> _WHAT THE TASK ASKS_: Your answer must be an exact transcription of every entry.

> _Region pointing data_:

************

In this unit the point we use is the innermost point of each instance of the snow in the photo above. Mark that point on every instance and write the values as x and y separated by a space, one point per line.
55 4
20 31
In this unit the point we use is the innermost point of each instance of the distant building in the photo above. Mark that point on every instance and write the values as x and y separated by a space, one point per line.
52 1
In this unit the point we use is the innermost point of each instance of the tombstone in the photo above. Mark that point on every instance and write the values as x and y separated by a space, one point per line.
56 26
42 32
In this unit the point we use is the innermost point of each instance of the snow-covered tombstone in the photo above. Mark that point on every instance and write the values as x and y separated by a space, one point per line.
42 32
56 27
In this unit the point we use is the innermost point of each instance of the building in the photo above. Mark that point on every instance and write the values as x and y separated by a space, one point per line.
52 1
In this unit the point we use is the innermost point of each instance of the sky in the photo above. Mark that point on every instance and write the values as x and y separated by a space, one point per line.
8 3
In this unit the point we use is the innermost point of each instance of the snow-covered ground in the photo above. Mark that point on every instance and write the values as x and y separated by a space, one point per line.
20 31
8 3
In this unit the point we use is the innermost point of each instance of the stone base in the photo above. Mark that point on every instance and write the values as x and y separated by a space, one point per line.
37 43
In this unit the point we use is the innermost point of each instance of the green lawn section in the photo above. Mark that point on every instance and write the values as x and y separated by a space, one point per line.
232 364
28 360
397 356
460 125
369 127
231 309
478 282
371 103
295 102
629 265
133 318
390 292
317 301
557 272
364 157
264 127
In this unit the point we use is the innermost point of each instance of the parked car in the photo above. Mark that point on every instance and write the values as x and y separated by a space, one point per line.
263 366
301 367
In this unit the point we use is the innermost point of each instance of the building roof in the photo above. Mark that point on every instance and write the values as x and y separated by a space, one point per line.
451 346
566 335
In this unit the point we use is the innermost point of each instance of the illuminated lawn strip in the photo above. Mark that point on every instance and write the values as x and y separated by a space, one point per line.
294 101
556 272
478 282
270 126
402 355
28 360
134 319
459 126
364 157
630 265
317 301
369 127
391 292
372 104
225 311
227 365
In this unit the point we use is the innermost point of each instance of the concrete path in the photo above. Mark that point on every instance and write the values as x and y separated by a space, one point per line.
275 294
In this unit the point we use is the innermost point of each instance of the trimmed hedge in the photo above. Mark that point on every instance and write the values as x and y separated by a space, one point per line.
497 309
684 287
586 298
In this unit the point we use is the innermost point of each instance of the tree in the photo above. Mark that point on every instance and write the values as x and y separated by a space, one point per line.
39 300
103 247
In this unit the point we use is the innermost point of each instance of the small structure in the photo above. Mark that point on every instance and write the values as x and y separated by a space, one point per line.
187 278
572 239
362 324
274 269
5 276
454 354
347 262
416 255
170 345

************

> _RESPONSE TO THIS TASK_:
In this unit the point we use is the innermost point of each instance of the snow in the photo above. Mark that point on every instance and write the values as x and y separated by a space, one point per line.
55 4
20 31
In this unit the point we use is the innermost point of each instance of the distant building in the photo above. Mark that point on every instance and write the values as x and y separated by a space, one point per line.
52 1
In this unit the point we use is the innermost point of each instance of the tombstone in the photo above. Mark that point on every instance and write the values as x and y separated by a space, one point per line.
56 26
42 32
In this unit the point we use is the innermost point of each instance of the snow-covered tombstone in the photo above. Mark that point on every instance and write the values as x and y separated by a space, one point per line.
42 32
56 27
In this unit the point we use is the innermost point of each instance of the building in the photo above. Mark that point on every instance and write the values as x and y separated by a space, one point per line.
52 1
In this unit the point we use is the innermost point of each instance of the sky in the photo above. Mark that point on every instance and write the values as x and y separated by a space, one point per line.
8 3
In this unit the point we use is the innermost point of each instance of the snow-covered ground in the photo above. Mark that point on every instance and write the values as x and y separated by a space, one point per line.
20 31
8 3
In this unit the point we use is the innermost point of each instance of the stone base in the photo above. Mark that point on every instance and write the values as x and y separated by a space, one point per line.
37 43
In this unit the point we use is the innermost point of each instance of the green lawn section in the photo above. Mark that point on every instance and write the values as x and y separated by a space, one point per line.
232 364
28 360
397 356
460 125
369 127
231 309
478 282
371 103
295 102
629 265
133 318
390 292
317 301
557 272
364 157
264 127
In this unit the point we use is the innermost point of each instance of the parked car in the photo above. Mark that point on every instance and write the values as x and y separated by a space, one point per line.
263 366
301 367
In this unit the point we use is the innermost point of each instance of the building roof in the photo above. Mark that point on every instance and write the values as x and y separated by a space, one point per line.
451 346
566 335
In this unit the point we use is the innermost point of each instance of the illuminated lawn strip in the photo above. Mark that point on every instance and write the values as x and y separated by a space, one point per line.
294 101
556 272
478 282
270 126
402 355
28 360
134 319
459 126
364 157
630 265
317 301
369 127
391 292
372 104
225 311
227 365
In this unit the point we use is the innermost point of each instance of the concrete path in the photo above. Mark that point on every instance and write the values as x and y separated by a space, one point per line.
275 294
In this unit the point we use is the innermost point of each instance of the trimmed hedge in the photo above. Mark that point on every instance and write the values as x and y separated by a space, one point per line.
497 309
684 287
586 298
In this unit the point we use is the innermost point of each instance of the tree in the photo above. Mark that point on every instance and write the values as x and y separated by a space, one point per line.
39 300
103 247
In this unit the point we use is the innermost point of each instance of the small structure in the photo above. Mark that point on every instance and write the values as x and y separated by a space, one point per line.
187 278
572 239
362 324
274 269
5 276
454 354
347 262
416 255
170 345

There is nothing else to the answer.